WHAT THIS TASK INVOLVES:
Copy out the passage on market sentiment word for word, from "After that we" up to and including "you has stopped.".

SOURCE EXTRACT:
============================================================

As some of these bulls start to realize the virus will probably affect supply chains in China, seeing how half of the country was locked down by then, and market sentiment became bearish starting in late Feb for a quick moment until going back up to neutral at Mar 5. This coincides with the first drop off and bull trap we see in the same time frame.

After that we see market sentiment drop off quickly again towards bearish sentiment, peaking at -21% and slowly recovering, with it at -8% as of April 9. Let’s think about what’s been going on in the news lately. We had pretty much had a constant flood of unexpected bad news come in March and made everyone bears. We haven’t seen a quick rebound in sentiment like we did in early March because it’s pretty hard to say the economy and stock market is going to be fine when your city is literally locked down and all economic activity around you has stopped.

============================================================

DATA FOR ANALYSIS:
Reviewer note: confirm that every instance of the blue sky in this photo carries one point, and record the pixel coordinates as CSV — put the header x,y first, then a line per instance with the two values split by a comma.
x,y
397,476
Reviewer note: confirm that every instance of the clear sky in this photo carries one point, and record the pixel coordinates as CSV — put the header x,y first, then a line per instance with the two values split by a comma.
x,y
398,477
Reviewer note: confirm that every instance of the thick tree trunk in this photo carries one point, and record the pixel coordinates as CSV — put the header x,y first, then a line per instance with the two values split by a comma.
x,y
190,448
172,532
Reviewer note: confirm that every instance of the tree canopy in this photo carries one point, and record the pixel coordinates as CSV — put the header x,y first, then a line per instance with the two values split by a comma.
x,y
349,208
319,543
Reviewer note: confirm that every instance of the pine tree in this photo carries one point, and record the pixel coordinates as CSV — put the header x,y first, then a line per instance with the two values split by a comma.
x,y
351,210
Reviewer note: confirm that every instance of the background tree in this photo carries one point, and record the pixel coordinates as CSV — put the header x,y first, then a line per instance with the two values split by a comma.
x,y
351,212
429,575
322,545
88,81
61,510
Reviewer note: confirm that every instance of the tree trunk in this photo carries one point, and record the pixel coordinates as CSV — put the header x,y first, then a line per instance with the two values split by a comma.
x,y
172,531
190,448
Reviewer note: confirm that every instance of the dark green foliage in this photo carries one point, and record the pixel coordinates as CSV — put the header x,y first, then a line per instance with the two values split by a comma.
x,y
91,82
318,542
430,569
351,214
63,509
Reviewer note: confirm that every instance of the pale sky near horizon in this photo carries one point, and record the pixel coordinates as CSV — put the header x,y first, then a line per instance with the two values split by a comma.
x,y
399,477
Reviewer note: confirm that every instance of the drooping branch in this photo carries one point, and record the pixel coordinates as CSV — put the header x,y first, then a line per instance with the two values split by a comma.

============================================================

WRITTEN SOLUTION:
After that we see market sentiment drop off quickly again towards bearish sentiment, peaking at -21% and slowly recovering, with it at -8% as of April 9. Let’s think about what’s been going on in the news lately. We had pretty much had a constant flood of unexpected bad news come in March and made everyone bears. We haven’t seen a quick rebound in sentiment like we did in early March because it’s pretty hard to say the economy and stock market is going to be fine when your city is literally locked down and all economic activity around you has stopped.